'''
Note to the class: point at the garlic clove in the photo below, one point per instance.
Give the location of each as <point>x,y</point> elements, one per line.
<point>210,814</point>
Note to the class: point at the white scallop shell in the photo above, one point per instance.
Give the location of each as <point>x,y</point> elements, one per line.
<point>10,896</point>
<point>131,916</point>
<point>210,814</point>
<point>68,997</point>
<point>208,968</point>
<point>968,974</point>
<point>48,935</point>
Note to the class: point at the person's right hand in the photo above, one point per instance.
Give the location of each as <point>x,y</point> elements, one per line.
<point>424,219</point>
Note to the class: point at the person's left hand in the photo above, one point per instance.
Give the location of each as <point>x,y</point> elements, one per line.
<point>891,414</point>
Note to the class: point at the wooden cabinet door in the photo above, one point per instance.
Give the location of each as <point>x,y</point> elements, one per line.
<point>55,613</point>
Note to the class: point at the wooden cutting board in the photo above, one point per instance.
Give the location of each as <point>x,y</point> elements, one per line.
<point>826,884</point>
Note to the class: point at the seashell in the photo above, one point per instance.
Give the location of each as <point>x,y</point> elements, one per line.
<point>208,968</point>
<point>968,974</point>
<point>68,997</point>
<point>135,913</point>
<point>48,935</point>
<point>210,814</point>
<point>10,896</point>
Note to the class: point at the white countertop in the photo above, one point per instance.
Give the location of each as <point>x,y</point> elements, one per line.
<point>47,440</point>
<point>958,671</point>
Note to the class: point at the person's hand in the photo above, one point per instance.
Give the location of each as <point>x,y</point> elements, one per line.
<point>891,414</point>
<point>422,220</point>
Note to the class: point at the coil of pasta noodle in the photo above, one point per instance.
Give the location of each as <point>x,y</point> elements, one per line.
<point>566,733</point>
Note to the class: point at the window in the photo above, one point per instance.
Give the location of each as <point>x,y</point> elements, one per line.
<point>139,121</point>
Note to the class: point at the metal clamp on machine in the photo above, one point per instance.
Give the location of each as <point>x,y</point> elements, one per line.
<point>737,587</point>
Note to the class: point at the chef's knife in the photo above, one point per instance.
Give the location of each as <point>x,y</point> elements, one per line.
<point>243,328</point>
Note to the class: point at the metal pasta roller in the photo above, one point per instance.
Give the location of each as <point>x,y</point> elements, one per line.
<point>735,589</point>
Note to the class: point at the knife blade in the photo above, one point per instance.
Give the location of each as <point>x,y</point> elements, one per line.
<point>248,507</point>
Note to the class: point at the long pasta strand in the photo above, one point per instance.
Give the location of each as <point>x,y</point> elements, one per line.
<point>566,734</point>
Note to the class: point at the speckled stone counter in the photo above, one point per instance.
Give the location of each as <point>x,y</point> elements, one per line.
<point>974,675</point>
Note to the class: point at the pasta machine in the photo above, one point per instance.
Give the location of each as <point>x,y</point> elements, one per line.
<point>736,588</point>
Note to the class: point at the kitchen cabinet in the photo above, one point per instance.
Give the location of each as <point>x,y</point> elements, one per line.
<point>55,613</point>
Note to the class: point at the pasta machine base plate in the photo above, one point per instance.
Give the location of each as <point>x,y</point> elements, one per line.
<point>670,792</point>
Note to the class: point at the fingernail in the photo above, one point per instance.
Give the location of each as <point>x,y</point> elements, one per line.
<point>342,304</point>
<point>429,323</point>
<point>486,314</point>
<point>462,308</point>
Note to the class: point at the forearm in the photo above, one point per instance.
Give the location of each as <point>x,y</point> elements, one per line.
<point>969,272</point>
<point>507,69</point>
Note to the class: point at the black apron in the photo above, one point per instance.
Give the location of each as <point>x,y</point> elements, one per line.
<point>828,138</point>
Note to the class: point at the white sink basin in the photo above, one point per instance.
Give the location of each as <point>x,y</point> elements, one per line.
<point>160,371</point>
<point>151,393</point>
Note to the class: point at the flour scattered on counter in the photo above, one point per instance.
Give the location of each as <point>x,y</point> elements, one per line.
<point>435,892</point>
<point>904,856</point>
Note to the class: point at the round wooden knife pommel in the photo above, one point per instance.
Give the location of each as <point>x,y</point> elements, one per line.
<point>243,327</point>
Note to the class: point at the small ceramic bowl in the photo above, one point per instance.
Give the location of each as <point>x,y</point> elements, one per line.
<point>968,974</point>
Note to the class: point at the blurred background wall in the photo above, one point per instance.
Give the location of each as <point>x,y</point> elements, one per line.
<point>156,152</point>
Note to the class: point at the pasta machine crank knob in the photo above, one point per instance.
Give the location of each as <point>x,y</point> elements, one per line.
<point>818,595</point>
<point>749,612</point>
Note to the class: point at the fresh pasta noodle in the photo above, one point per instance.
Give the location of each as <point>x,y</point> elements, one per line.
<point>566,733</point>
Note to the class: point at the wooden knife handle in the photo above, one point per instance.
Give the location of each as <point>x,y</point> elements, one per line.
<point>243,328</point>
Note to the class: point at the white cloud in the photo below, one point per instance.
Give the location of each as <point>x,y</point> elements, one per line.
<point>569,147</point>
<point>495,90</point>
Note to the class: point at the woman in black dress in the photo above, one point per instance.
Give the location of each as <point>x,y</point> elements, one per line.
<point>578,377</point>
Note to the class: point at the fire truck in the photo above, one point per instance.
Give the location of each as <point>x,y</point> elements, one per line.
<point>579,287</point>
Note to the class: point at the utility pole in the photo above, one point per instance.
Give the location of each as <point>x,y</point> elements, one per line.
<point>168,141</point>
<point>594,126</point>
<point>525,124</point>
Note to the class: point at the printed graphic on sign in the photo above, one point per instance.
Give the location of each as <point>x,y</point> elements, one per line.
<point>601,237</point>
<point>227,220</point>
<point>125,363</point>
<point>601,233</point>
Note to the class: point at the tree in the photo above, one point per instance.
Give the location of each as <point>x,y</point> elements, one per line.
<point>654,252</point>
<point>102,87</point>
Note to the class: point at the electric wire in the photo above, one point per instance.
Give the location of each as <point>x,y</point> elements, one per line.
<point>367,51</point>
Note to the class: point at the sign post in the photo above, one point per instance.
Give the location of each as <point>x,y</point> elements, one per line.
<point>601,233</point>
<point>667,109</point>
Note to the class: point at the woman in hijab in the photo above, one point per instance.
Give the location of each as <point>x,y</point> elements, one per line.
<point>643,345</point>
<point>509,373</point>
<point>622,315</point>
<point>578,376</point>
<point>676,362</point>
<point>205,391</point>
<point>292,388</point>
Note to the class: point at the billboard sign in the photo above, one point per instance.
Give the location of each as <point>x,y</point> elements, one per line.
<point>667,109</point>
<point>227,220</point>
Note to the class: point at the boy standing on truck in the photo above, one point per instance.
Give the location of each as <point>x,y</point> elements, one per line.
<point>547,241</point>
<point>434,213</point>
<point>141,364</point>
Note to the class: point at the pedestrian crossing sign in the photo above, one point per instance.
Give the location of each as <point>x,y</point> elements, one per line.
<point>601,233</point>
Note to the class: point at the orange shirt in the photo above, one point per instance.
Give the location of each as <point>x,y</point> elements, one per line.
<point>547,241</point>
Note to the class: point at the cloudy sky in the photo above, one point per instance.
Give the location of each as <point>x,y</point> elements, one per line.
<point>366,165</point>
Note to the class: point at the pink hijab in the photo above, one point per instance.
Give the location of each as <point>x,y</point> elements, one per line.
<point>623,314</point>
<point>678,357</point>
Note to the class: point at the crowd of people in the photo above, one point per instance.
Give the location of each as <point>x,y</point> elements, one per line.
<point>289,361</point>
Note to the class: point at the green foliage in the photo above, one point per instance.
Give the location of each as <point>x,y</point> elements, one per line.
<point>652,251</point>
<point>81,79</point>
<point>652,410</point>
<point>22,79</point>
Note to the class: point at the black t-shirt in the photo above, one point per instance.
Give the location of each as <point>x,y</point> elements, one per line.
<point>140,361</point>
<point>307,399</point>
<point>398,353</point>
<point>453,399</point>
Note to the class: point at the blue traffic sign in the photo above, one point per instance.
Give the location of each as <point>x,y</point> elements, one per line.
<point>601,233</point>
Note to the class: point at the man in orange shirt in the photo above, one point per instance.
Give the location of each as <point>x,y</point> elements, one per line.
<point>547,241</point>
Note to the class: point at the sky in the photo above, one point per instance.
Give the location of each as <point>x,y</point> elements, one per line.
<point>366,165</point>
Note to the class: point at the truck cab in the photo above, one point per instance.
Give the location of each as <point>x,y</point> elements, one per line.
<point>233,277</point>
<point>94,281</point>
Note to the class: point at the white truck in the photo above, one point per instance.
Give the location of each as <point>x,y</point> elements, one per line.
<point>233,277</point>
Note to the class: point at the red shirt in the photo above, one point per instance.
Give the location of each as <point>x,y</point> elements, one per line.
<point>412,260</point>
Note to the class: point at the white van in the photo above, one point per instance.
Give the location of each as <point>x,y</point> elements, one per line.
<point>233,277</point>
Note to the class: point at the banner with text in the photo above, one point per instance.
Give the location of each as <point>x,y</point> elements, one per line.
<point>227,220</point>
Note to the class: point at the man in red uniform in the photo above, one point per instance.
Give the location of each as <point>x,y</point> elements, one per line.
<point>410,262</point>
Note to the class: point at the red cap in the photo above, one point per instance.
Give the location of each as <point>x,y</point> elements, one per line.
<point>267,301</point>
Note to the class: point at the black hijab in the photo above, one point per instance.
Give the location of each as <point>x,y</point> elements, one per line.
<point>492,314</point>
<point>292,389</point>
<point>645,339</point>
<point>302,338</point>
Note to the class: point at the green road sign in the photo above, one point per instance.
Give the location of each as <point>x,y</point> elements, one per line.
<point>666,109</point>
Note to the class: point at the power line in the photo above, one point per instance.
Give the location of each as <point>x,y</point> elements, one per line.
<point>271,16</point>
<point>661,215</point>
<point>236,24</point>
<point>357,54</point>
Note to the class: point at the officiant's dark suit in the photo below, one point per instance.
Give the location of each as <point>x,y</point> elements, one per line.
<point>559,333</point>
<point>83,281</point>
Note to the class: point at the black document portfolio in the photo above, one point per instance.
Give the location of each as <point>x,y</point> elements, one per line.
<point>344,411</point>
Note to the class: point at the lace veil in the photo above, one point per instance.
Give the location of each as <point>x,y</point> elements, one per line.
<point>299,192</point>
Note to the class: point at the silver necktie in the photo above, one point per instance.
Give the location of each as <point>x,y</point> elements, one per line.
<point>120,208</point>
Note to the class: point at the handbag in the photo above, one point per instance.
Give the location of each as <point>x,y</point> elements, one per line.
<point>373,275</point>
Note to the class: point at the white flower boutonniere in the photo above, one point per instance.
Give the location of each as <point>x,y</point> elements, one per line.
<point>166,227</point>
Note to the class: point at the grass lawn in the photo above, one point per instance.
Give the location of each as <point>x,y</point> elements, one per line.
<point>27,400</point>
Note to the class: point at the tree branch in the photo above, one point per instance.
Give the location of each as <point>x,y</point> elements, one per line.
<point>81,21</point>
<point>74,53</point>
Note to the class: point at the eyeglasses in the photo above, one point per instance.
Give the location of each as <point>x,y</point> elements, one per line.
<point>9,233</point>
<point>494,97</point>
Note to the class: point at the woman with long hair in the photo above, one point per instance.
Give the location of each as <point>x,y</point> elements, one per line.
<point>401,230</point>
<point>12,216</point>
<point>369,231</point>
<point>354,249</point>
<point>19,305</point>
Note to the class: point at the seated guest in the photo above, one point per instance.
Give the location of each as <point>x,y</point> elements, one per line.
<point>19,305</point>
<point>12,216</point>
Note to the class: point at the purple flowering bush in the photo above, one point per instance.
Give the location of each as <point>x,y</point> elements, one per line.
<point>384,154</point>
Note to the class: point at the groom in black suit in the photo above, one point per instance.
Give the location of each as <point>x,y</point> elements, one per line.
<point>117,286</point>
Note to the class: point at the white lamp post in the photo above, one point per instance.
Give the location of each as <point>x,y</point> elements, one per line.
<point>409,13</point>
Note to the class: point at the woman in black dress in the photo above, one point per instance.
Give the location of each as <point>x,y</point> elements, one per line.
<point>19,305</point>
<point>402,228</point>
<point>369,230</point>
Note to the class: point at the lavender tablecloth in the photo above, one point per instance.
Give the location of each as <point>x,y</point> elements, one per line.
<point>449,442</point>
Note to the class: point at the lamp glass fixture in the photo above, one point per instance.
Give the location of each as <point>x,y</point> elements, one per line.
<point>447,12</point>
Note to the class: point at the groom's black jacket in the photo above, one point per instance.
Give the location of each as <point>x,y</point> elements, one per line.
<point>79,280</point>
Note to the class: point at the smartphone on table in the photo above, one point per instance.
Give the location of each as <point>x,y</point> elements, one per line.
'''
Problem
Please write out the data from its first line through the line containing "<point>826,884</point>", both included, and reproduce each line without any change.

Solution to this task
Note to the class: point at the garlic clove in the photo below, one point per instance.
Give the location of each as <point>x,y</point> elements, one per line.
<point>210,814</point>
Note to the class: point at the white scallop shell in the photo above, one point per instance.
Give the location of each as <point>x,y</point> elements, one per line.
<point>10,896</point>
<point>131,916</point>
<point>210,814</point>
<point>68,997</point>
<point>208,968</point>
<point>968,974</point>
<point>48,935</point>
Note to the class: point at the person's right hand in the photo above, one point per instance.
Give the location of each as <point>x,y</point> elements, one per line.
<point>424,219</point>
Note to the class: point at the person's left hand in the photo above, one point per instance.
Give the location of each as <point>x,y</point> elements, one per line.
<point>891,414</point>
Note to the class: point at the wooden cabinet door in the photo above, one point per instance.
Give the location of each as <point>x,y</point> elements, one per line.
<point>55,613</point>
Note to the class: point at the wooden cutting board in the photo above, one point per instance.
Give the location of each as <point>x,y</point> elements, one per line.
<point>826,884</point>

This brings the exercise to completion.